Show every line below that contains the string "reflection". Case counts.

** Start of Supplied data **

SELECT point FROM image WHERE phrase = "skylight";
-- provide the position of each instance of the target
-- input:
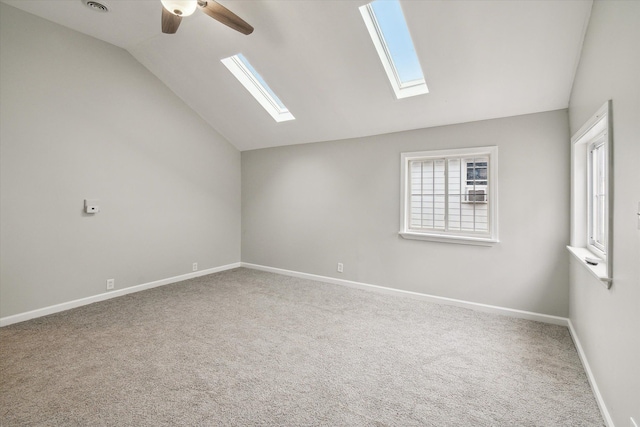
(242, 69)
(390, 35)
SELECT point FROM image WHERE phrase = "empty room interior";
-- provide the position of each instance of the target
(358, 213)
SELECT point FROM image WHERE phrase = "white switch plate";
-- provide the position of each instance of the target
(91, 205)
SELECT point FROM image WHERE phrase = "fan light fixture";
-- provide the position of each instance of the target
(180, 7)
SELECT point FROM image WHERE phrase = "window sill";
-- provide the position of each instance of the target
(598, 271)
(460, 240)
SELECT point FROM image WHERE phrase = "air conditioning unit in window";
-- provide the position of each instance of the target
(475, 195)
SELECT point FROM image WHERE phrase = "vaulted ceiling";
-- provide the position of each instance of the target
(481, 60)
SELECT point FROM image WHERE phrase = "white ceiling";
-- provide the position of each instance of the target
(481, 59)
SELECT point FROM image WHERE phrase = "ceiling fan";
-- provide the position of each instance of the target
(174, 10)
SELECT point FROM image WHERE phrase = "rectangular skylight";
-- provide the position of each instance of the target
(390, 35)
(242, 69)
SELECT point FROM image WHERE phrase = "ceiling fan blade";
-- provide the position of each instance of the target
(224, 15)
(170, 22)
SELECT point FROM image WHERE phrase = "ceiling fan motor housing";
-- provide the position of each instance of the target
(180, 7)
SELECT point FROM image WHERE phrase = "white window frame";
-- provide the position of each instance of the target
(400, 89)
(595, 150)
(452, 236)
(276, 109)
(596, 132)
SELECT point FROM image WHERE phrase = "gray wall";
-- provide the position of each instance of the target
(82, 119)
(608, 321)
(307, 207)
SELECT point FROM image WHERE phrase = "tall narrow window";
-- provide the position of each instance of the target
(451, 195)
(591, 195)
(597, 211)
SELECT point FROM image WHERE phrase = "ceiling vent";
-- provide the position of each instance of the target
(98, 7)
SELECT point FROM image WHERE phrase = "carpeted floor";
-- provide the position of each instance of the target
(246, 348)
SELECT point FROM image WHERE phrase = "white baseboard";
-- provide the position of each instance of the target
(592, 380)
(21, 317)
(521, 314)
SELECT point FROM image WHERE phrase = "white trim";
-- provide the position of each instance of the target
(520, 314)
(460, 240)
(21, 317)
(598, 271)
(592, 380)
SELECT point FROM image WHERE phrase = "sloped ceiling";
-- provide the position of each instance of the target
(481, 59)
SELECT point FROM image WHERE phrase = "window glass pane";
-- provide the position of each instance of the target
(427, 194)
(440, 198)
(398, 40)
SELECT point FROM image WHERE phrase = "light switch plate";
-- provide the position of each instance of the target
(91, 205)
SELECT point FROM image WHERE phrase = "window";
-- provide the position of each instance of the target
(450, 195)
(390, 35)
(242, 69)
(597, 211)
(591, 195)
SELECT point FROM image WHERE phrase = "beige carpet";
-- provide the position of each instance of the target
(245, 348)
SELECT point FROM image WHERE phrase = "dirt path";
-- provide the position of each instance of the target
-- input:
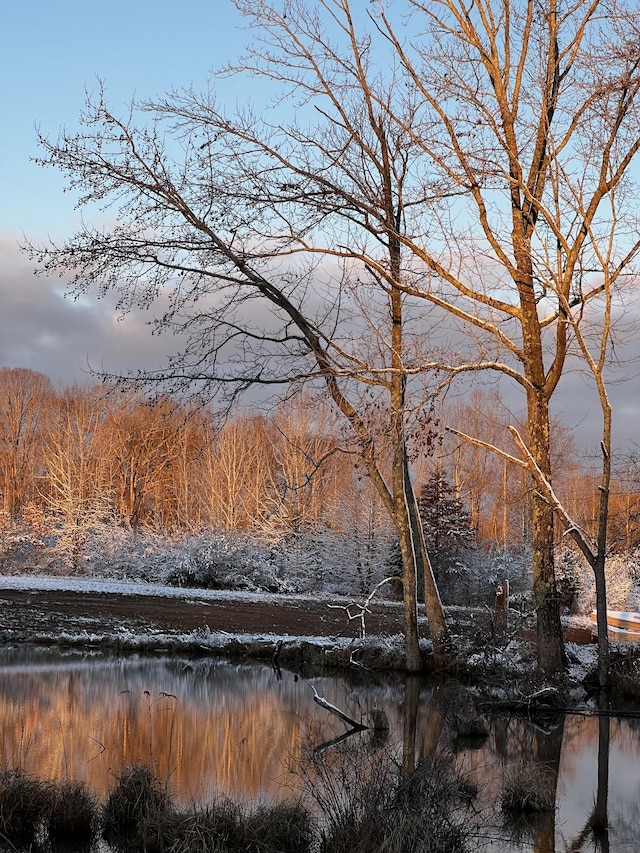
(52, 612)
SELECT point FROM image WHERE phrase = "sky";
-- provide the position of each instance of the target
(53, 53)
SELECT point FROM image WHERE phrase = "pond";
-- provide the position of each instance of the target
(210, 727)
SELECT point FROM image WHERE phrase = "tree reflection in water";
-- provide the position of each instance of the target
(211, 727)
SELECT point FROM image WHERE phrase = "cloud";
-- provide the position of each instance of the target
(44, 330)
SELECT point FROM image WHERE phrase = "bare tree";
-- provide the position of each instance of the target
(25, 396)
(75, 486)
(464, 164)
(235, 232)
(531, 109)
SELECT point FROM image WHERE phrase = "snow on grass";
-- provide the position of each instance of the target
(117, 587)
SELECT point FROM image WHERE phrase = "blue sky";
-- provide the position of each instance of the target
(52, 53)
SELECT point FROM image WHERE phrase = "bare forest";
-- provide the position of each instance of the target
(102, 481)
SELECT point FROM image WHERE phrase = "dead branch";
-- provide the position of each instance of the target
(332, 709)
(363, 609)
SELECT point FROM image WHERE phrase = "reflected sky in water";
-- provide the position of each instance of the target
(210, 727)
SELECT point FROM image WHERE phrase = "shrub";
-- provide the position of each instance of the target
(24, 806)
(528, 789)
(137, 797)
(74, 813)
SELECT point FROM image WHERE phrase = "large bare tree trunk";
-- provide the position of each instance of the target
(550, 642)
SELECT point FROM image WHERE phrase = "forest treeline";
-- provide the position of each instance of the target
(82, 455)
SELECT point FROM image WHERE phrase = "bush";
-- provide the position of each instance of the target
(528, 789)
(137, 797)
(24, 806)
(370, 805)
(74, 813)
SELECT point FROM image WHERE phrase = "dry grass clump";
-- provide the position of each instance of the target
(24, 806)
(370, 805)
(74, 813)
(135, 802)
(528, 789)
(223, 827)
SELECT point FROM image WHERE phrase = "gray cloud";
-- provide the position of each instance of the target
(43, 330)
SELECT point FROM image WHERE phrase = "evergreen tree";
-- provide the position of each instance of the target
(448, 532)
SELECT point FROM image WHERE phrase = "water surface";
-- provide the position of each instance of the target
(210, 728)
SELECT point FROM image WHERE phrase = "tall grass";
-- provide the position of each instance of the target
(363, 802)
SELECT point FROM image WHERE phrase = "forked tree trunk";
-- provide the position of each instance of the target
(550, 642)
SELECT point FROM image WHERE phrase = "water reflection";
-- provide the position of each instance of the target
(211, 727)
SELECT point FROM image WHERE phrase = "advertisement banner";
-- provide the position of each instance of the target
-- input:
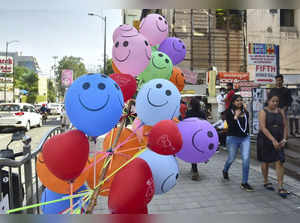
(259, 53)
(265, 74)
(190, 76)
(66, 78)
(6, 65)
(226, 77)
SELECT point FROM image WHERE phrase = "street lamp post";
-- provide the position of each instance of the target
(6, 52)
(104, 19)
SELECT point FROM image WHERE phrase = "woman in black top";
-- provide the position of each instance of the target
(237, 118)
(195, 111)
(271, 141)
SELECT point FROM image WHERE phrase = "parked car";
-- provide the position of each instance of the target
(55, 108)
(19, 115)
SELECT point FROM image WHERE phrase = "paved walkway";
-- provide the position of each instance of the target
(212, 194)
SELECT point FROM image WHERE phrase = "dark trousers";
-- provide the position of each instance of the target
(222, 138)
(292, 121)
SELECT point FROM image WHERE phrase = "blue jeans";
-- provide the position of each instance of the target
(233, 143)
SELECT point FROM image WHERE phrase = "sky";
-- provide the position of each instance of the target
(51, 28)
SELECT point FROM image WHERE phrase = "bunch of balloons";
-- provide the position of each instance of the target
(144, 154)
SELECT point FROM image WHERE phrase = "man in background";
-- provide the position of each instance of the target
(229, 95)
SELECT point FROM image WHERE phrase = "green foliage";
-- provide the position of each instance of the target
(51, 92)
(72, 63)
(26, 79)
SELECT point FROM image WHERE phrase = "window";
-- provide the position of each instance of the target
(234, 18)
(287, 17)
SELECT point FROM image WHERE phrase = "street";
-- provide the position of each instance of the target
(36, 134)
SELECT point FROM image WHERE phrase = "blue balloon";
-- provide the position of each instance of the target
(94, 104)
(58, 207)
(157, 100)
(164, 169)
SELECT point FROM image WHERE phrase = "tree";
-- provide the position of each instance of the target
(72, 63)
(26, 79)
(51, 91)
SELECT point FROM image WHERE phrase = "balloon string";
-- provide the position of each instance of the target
(127, 139)
(71, 199)
(92, 164)
(117, 170)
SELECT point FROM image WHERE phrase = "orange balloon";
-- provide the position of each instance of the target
(177, 78)
(55, 184)
(119, 157)
(115, 69)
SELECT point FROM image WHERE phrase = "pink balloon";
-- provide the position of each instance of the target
(155, 28)
(131, 54)
(125, 30)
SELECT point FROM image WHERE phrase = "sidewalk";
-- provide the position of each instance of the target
(213, 195)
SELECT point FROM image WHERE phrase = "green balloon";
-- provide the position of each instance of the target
(154, 48)
(160, 66)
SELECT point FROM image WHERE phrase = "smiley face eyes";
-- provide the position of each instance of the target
(117, 86)
(168, 92)
(86, 85)
(101, 86)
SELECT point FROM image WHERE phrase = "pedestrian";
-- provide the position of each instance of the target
(229, 95)
(271, 140)
(238, 137)
(294, 112)
(194, 110)
(284, 94)
(222, 131)
(221, 101)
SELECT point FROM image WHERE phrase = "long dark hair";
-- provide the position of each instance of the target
(234, 98)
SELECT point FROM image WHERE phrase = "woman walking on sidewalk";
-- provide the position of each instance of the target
(195, 111)
(238, 137)
(271, 140)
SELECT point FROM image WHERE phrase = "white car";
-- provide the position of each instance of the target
(19, 115)
(55, 108)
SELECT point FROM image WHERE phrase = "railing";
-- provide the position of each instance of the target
(19, 173)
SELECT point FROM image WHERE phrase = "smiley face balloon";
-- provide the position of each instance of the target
(125, 30)
(164, 169)
(160, 66)
(94, 104)
(157, 100)
(155, 28)
(177, 78)
(174, 48)
(131, 55)
(200, 140)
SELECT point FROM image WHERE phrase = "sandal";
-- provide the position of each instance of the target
(269, 186)
(283, 193)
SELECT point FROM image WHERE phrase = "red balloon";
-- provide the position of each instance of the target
(127, 84)
(66, 154)
(132, 188)
(165, 138)
(141, 210)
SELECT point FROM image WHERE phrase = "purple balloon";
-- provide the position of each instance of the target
(174, 48)
(200, 140)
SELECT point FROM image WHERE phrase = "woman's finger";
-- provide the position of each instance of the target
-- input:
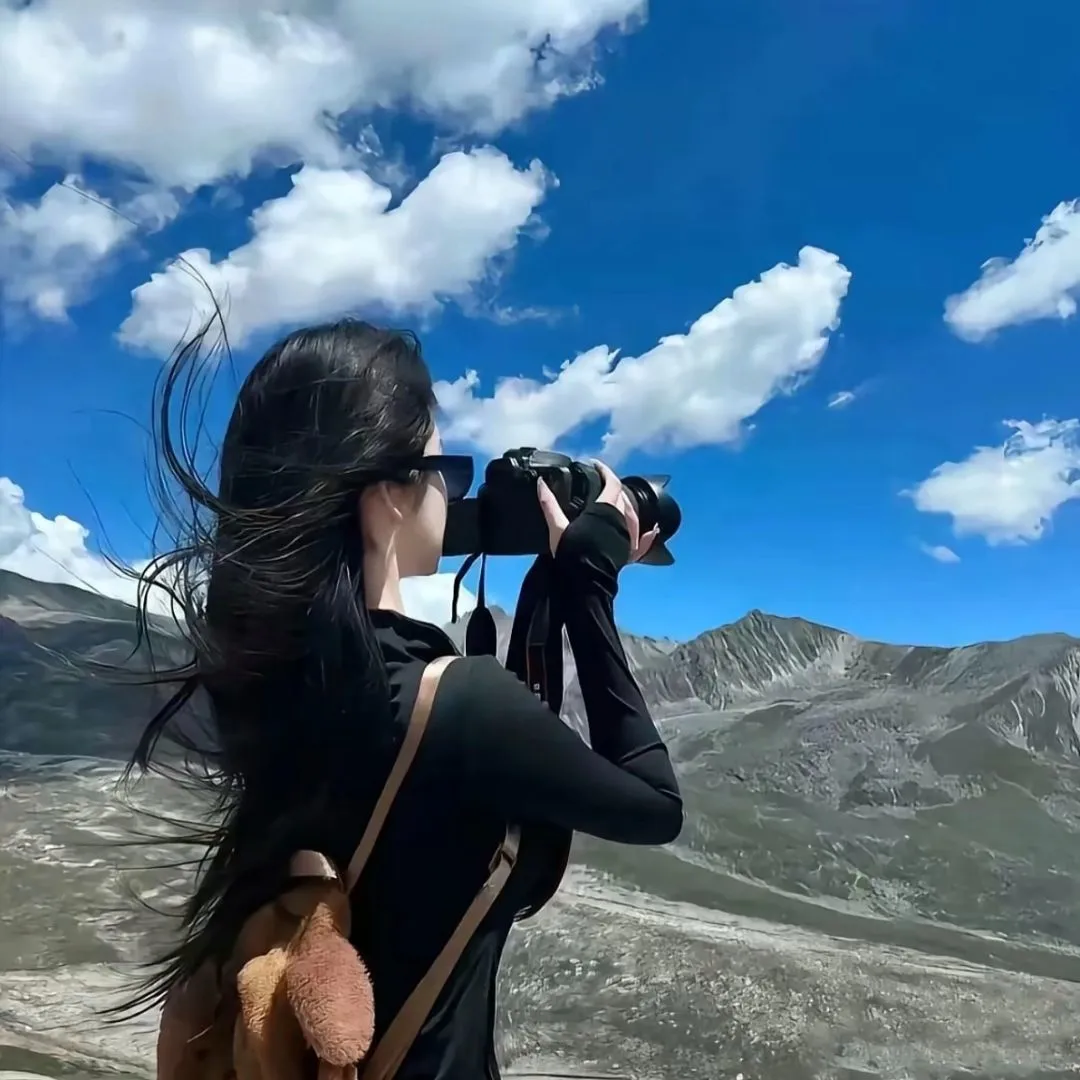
(630, 514)
(646, 542)
(553, 513)
(612, 486)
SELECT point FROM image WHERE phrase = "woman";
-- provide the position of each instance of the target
(334, 488)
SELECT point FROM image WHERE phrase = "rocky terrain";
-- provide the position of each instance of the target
(879, 874)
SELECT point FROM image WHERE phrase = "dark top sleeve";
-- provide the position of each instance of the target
(524, 763)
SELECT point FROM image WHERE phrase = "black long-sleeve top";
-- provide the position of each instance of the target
(493, 754)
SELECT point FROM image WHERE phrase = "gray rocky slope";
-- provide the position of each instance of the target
(878, 876)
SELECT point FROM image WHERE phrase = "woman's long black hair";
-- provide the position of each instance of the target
(268, 576)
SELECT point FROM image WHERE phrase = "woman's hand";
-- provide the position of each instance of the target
(612, 494)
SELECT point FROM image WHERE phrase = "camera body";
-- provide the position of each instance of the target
(504, 517)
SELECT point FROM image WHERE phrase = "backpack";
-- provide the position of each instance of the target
(294, 1001)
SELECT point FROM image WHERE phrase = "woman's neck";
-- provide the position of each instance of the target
(382, 584)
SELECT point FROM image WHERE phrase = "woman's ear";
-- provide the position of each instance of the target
(380, 513)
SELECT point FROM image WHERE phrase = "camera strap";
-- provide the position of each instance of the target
(535, 651)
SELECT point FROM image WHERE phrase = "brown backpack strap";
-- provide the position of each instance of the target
(417, 725)
(387, 1057)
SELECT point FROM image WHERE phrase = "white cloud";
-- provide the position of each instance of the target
(431, 598)
(1042, 282)
(54, 549)
(690, 389)
(1008, 494)
(332, 244)
(189, 92)
(52, 248)
(941, 553)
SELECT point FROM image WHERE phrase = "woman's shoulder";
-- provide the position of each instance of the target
(474, 684)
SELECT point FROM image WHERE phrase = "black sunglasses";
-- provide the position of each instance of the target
(456, 470)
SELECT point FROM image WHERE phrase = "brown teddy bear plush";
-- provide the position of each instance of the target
(294, 988)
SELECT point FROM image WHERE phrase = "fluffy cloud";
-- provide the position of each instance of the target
(332, 244)
(940, 553)
(1042, 282)
(188, 92)
(430, 598)
(54, 549)
(1008, 494)
(51, 248)
(690, 389)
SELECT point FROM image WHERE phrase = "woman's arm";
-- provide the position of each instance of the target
(521, 760)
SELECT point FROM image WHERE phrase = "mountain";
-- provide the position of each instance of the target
(879, 874)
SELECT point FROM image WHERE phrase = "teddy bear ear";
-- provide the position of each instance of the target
(329, 990)
(312, 864)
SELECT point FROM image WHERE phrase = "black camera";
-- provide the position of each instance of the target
(504, 517)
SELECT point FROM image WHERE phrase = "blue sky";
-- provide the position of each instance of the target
(909, 139)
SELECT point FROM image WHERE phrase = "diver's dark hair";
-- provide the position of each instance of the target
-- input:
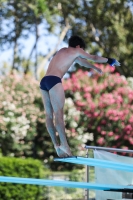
(75, 41)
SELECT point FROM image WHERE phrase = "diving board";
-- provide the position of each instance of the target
(97, 163)
(70, 184)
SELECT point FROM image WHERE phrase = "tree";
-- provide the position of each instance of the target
(22, 122)
(105, 25)
(18, 19)
(105, 105)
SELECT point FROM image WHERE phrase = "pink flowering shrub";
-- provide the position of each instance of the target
(106, 106)
(23, 131)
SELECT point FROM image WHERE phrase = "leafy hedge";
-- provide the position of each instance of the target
(105, 104)
(26, 168)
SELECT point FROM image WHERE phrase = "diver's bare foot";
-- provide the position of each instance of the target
(60, 152)
(66, 150)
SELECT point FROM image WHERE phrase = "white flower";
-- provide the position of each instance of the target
(6, 119)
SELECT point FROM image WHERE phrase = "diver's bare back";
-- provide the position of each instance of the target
(61, 62)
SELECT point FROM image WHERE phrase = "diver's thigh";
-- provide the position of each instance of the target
(57, 97)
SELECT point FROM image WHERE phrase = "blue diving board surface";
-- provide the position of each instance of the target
(97, 163)
(70, 184)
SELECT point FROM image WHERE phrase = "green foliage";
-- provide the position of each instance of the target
(105, 106)
(106, 27)
(26, 168)
(22, 122)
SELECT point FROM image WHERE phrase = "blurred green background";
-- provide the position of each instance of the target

** End of Supplied data **

* _Response_:
SELECT point FROM image WHERE phrase = "tree reflection in water";
SELECT point FROM image WHERE phrase = "water reflection";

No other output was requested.